_Data_:
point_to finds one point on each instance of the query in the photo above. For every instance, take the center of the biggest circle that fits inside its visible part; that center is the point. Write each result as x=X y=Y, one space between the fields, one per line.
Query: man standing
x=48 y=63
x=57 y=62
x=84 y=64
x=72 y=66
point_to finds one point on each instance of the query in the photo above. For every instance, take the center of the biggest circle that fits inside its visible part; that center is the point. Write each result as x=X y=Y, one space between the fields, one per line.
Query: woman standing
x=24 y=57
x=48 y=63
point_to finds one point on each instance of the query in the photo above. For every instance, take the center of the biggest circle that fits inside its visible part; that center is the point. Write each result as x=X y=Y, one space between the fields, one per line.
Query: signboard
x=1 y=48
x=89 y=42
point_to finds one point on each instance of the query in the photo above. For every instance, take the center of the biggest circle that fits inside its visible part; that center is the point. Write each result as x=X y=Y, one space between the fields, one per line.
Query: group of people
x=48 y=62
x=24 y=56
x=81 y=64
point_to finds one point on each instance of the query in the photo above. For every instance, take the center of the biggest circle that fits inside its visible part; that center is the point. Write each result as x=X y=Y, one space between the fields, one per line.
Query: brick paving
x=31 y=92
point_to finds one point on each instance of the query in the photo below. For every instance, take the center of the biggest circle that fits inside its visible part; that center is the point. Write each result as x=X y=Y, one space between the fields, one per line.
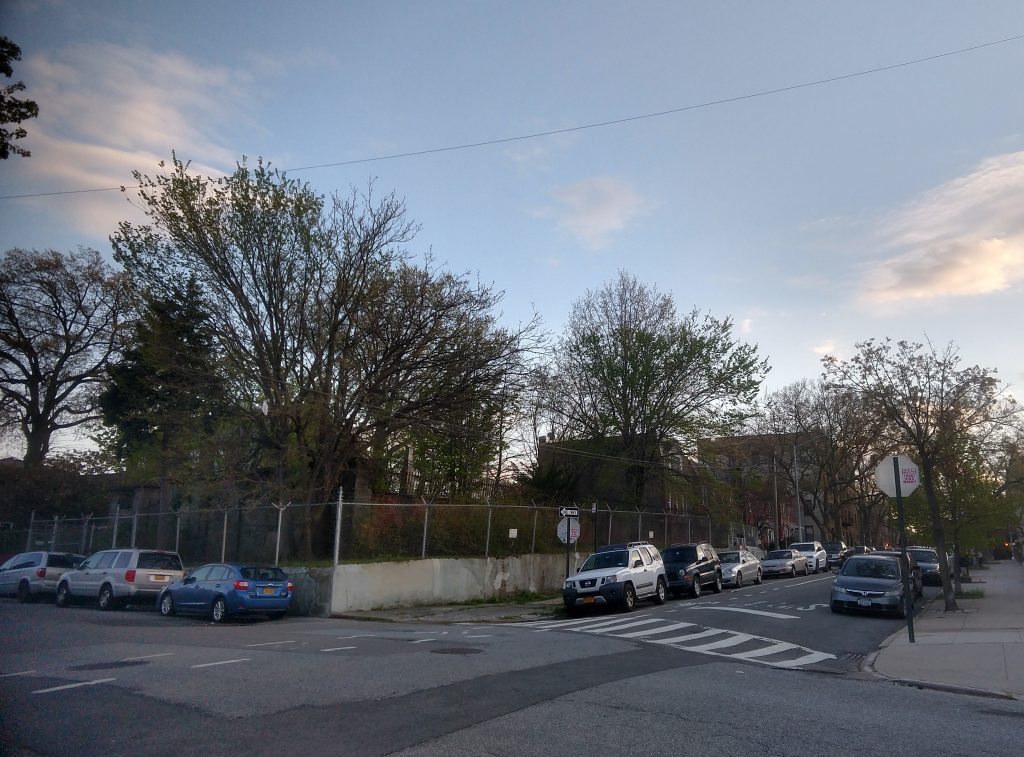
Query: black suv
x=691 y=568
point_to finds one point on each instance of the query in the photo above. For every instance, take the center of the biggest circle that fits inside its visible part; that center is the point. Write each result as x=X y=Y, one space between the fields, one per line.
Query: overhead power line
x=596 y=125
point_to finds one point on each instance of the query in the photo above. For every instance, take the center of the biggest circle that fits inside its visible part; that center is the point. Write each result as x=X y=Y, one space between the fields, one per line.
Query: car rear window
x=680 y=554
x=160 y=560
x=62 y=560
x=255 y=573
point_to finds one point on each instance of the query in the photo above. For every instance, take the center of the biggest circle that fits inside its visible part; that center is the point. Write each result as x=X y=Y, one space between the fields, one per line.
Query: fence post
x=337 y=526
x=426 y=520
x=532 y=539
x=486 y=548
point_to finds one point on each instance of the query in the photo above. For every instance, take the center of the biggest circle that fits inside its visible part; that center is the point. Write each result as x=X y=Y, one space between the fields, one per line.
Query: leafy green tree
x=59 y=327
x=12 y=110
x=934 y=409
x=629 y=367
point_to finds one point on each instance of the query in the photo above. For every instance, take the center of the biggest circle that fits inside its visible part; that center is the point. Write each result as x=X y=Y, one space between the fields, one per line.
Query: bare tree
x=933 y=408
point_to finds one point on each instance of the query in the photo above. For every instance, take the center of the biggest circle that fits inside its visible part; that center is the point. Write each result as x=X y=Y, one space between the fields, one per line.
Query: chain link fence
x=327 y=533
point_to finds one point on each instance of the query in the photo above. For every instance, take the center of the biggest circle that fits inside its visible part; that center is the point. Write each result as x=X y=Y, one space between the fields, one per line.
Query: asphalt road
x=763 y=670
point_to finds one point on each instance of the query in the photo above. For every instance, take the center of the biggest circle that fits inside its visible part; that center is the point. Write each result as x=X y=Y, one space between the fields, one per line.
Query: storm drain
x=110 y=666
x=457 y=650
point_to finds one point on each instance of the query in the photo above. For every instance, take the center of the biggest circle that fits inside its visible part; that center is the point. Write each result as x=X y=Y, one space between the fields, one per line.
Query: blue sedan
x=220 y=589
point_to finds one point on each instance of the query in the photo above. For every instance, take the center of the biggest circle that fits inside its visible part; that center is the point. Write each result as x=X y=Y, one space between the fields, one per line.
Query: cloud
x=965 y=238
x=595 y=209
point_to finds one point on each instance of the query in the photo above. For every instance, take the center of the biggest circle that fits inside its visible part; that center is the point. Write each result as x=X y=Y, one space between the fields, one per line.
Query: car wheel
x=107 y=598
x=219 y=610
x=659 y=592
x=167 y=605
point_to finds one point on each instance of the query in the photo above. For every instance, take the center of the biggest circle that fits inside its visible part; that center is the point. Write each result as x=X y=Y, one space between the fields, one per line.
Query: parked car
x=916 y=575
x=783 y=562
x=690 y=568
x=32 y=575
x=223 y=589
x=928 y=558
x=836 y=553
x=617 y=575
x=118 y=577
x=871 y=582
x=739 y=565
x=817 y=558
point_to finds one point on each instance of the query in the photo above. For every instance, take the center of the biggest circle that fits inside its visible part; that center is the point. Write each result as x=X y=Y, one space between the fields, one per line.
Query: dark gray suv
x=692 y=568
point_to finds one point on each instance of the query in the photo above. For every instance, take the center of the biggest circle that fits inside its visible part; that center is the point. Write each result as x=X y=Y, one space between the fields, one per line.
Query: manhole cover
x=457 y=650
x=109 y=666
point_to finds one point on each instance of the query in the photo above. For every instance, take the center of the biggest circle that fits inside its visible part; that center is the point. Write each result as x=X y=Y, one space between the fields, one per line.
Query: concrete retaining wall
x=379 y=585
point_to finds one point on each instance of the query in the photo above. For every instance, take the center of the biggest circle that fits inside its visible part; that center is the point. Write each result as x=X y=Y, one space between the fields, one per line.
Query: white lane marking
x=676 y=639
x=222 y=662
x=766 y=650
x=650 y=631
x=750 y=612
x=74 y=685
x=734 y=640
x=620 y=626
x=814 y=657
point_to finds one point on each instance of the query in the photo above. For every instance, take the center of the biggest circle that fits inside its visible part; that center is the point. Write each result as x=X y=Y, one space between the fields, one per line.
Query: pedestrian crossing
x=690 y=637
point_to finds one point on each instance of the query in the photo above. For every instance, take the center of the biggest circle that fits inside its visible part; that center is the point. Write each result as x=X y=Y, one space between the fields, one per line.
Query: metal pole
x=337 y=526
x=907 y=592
...
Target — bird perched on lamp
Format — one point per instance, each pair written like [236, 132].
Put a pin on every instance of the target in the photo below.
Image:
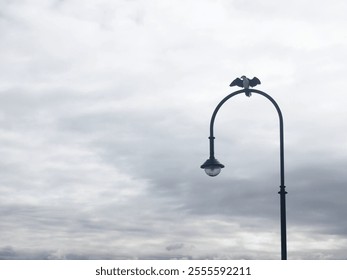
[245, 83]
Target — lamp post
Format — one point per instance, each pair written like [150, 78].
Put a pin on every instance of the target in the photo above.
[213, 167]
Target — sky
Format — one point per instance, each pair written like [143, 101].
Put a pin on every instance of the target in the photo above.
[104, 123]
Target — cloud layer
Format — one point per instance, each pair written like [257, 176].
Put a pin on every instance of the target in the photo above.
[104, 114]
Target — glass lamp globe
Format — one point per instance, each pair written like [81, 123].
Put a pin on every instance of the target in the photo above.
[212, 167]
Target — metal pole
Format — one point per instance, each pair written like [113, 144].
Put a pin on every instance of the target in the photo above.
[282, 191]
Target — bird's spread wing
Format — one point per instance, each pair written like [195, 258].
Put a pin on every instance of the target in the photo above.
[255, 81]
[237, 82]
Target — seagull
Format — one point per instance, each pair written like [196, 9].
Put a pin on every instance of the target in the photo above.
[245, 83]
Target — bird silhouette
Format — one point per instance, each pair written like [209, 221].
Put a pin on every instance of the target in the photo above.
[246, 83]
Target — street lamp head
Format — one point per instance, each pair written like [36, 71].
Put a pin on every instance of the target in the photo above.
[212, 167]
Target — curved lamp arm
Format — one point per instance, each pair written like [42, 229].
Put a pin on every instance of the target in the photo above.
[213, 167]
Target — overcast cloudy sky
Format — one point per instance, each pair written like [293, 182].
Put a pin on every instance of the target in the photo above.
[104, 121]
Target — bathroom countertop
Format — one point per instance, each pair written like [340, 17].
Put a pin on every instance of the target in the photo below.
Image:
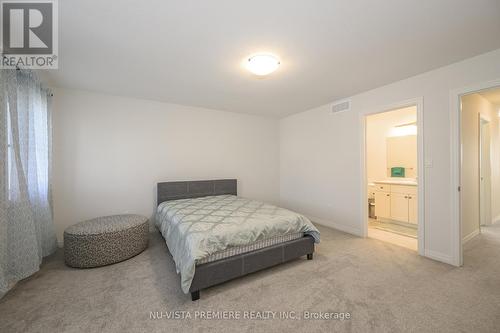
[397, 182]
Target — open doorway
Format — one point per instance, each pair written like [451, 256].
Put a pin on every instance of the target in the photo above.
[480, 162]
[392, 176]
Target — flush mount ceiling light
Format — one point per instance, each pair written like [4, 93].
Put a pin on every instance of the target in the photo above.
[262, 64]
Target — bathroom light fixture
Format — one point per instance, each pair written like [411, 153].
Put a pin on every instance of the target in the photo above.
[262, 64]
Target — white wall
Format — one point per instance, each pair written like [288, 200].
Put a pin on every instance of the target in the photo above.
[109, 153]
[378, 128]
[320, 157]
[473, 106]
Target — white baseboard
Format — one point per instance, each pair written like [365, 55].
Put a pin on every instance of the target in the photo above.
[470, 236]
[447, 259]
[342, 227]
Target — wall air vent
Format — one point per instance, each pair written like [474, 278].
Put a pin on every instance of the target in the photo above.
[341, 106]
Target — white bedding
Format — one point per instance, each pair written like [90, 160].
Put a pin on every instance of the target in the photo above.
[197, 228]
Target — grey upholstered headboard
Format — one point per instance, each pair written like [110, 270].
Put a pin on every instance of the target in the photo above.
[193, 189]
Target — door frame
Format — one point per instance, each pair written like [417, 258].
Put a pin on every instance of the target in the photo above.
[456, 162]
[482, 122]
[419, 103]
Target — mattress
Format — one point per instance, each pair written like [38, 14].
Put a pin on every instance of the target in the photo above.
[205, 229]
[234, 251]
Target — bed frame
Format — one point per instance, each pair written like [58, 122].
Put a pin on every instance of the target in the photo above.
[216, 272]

_Goal_: Report every line of the material above that contains the word "standing", copying each line in full and treating uppercase and lowercase letters as different.

_Exercise result_:
Query: man standing
Query: woman standing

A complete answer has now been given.